> _Your assignment_
Pick up the gptcli command-line tool guide after its last line and keep writing it.

(Excerpted text begins)

This utility is a kind of Swiss Army knife for AI developers used to working in a text-based terminal.
It has no chat features. It use chat endpoints as completion endpoint. Its sole purpose is to quickly craft prompts, check payload and/or response format, tokens usage, collect and analyze data, try the same prompt with different parameter settings, and so on.
Prompts can be content from web sites (technical details). Note: dynamic web pages are not supported.
Can get embedding of prompt (technical details).
Embeddings can be used with companion utility eucos.
Request/Response session can be exported in a CSV file (technical details).
Can send asynchronous groups of requests using Batch API (technical details).
More usage examples here.
All of the examples in this guide use the Bash shell on Linux systems, but can run on other platforms as well.
To follow this guide a basic knowledge of OpenAI APIs is required.
Presets
There are some basic presets, such as summarization or sentiment analisys, that can be used as a reference or starting point.
Presets imply that all parameters are presetted, but they can be changed (technical details).
Any preset is executed against a given prompt. For example, preset summary summarize user prompt, preset ner execute a Named Entity Recognition task on user text prompt, etc...
Presets can also be used with web pages. If you use --web URL
option with a preset, web page content becomes the prompt (technical details).
Presets list
To list all presets use --list-presets
option:
gptcli --list-presets
Output:
presets:
absurdity (write nonsense, using PROMPT as starting point)
baby (write stories for kids using user PROMPT as inspiration)
contrarian (try to find any flaw in PROMPT, eg. a marketing plan, a poem, source code, etc...)
description (try to describe PROMPT context, such as a place, an object, etc...)
elegant (write a story inspired by PROMPT, trying to use an elegant style)
headline (an headline of user PROMPT)
ner (Named Entity Recognition of user PROMPT)
offensive (user PROMPT analisys for offenses directed 'at': ignore bad words used as break-in)
poem (write a poem inspired by PROMPT)
presentationbare (converts PROMPT to barebone presentation - can be used as PROMPT for 'presentationcode' preset)
presentationcode (converts PROMPT from 'presentationbare' preset to Python code needed to create a PowerPoint basic presentation)
semiotic (try to analyze PROMPT with Umberto Eco's semiotic rules)
sentiment (sentiment analisys of user PROMPT: positive/negative)

(Excerpted text ends)
(Records begins)

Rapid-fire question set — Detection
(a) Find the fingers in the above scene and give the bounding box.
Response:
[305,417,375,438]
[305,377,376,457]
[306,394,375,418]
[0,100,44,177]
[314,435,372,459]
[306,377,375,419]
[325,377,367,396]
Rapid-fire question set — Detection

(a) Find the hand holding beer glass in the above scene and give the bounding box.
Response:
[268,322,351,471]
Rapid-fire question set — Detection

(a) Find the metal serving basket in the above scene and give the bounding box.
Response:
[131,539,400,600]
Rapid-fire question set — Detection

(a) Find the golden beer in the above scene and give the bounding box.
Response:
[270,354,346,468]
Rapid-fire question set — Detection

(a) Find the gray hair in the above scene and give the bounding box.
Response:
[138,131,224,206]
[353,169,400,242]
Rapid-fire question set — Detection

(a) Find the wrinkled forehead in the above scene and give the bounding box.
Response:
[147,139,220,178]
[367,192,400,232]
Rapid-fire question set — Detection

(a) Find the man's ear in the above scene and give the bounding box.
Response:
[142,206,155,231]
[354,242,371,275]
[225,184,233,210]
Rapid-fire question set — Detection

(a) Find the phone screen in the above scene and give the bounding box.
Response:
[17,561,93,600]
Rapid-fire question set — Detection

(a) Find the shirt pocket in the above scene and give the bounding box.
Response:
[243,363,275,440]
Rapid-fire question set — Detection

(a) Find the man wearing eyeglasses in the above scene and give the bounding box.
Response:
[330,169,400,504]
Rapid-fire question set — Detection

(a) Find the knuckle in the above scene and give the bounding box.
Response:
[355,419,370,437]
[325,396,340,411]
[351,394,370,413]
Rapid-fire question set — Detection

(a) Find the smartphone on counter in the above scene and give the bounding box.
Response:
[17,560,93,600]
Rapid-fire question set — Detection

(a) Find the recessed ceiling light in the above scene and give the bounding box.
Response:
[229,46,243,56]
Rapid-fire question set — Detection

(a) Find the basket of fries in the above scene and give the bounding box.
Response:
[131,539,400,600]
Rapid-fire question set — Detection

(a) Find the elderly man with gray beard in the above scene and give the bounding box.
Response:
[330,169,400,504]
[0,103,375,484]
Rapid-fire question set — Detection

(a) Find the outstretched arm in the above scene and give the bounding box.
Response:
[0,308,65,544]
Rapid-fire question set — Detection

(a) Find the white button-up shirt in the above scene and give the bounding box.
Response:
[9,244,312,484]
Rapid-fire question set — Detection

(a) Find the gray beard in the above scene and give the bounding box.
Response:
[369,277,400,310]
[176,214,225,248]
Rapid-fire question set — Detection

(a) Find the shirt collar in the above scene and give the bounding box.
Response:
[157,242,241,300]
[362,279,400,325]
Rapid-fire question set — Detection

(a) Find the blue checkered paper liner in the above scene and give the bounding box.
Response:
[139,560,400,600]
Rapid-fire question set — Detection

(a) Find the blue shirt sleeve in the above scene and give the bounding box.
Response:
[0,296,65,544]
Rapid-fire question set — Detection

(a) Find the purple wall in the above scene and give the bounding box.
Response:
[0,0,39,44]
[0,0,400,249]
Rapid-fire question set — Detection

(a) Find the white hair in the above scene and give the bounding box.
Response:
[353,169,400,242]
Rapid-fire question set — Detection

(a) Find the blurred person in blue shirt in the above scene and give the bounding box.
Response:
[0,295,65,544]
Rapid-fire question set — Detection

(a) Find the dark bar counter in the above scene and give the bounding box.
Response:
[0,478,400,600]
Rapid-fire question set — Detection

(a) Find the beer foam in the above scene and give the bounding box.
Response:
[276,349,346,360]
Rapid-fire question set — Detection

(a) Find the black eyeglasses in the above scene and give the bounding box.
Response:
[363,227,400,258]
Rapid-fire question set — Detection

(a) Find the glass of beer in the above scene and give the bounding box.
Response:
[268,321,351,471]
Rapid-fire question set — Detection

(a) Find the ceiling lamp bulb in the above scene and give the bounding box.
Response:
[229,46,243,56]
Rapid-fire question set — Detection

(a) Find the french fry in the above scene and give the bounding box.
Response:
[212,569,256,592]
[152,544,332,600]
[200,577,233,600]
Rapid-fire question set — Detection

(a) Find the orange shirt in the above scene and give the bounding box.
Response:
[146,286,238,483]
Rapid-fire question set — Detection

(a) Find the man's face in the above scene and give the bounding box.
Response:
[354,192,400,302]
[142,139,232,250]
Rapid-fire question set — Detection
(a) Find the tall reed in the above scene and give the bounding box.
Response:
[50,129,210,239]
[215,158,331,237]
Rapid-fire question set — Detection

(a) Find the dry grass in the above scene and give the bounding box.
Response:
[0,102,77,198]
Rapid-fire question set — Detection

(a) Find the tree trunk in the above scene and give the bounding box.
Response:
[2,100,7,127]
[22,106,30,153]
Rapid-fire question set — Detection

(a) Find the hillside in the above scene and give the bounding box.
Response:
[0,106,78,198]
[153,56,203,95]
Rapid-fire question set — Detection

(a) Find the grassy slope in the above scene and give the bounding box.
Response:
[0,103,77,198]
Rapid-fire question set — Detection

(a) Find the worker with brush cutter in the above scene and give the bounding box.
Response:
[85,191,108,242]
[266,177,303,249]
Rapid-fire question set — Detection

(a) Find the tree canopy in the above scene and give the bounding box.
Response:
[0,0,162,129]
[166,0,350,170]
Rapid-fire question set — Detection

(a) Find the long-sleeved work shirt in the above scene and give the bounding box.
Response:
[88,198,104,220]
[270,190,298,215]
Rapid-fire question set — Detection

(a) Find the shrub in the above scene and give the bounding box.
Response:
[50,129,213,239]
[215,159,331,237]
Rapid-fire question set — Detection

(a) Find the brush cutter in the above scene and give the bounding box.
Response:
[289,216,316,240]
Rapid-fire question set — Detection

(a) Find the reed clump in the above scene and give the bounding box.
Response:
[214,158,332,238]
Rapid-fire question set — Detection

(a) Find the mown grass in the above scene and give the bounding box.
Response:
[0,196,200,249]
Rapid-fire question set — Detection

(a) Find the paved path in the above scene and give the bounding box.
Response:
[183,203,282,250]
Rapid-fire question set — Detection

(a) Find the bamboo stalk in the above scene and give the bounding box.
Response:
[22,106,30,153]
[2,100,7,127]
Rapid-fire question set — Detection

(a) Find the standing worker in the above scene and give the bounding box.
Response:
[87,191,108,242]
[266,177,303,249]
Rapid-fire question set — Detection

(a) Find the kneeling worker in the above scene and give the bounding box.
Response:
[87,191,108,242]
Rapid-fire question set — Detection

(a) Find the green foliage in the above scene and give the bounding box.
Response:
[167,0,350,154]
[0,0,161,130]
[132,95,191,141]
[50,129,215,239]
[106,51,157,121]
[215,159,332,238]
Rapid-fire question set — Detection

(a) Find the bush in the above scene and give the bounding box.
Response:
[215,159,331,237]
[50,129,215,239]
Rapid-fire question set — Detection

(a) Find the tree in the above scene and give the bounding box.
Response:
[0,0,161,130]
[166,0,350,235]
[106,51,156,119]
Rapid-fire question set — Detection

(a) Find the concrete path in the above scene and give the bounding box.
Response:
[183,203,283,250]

(Records ends)

> _Answer_
sentimentneutral (sentiment analisys of user PROMPT: positive/negative/neutral)
stylecasual (rewrites user PROMPT in a more casual style)
styleformal (rewrites user PROMPT in a more formal style)
stylenews (rewrites user PROMPT in the style of a newscaster)
summary (summary of user PROMPT)
summarybrief (brief summary of user PROMPT)
summarybullet (bulleted summary of user PROMPT)
table (try to find a data pattern from PROMPT, to output as table)
tablecsv (try to find a data pattern from PROMPT, to output as table, CSV formatted)
terzarima (try to use Dante Alighieri's 'Divina Commedia' style using user PROMPT as inspiration)
tutor (give a big picture about PROMPT topic)
visiondescription (describe an image uploaded with '--vision IMAGEFILE' option - in PROMPT specify language (Italian, English, etc...))
💡 gptcli --preset poem --stream "Little white cat"
gptcli --preset summarybullet --stream --web "https://www.examples.com"
More presets usage examples here.
Models
To list all supported OpenAI's chat completion models, use --list-models
option:
# actual query to AI model
gptcli --list-models
Output:
chat/completion models:
gpt-3.5-turbo
gpt-3.5-turbo-0125
gpt-3.5-turbo-0301
gpt-3.5-turbo-0613
gpt-3.5-turbo-1106
gpt-3.5-turbo-16k
gpt-3.5-turbo-16k-0613
gpt-4
gpt-4-0125-preview
gpt-4-0314
gpt-4-0613
gpt-4-1106-preview
gpt-4-1106-vision-preview
gpt-4-32k-0314
gpt-4-turbo
gpt-4-turbo-2024-04-09
gpt-4-turbo-preview
gpt-4-vision-preview
gpt-4o
gpt-4o-2024-05-13
gpt-4o-mini
gpt-4o-mini-2024-07-18
embedding models:
text-embedding-3-large
text-embedding-3-small
text-embedding-ada-002
ref: https://platform.openai.com/docs/models
With option -m, --model
it's possible to choose which model to use. It could happen that the endpoint use an equivalent, but more capable and up-to-date model. You can check which model was used with option --model-used
.
Note: your models list may be different.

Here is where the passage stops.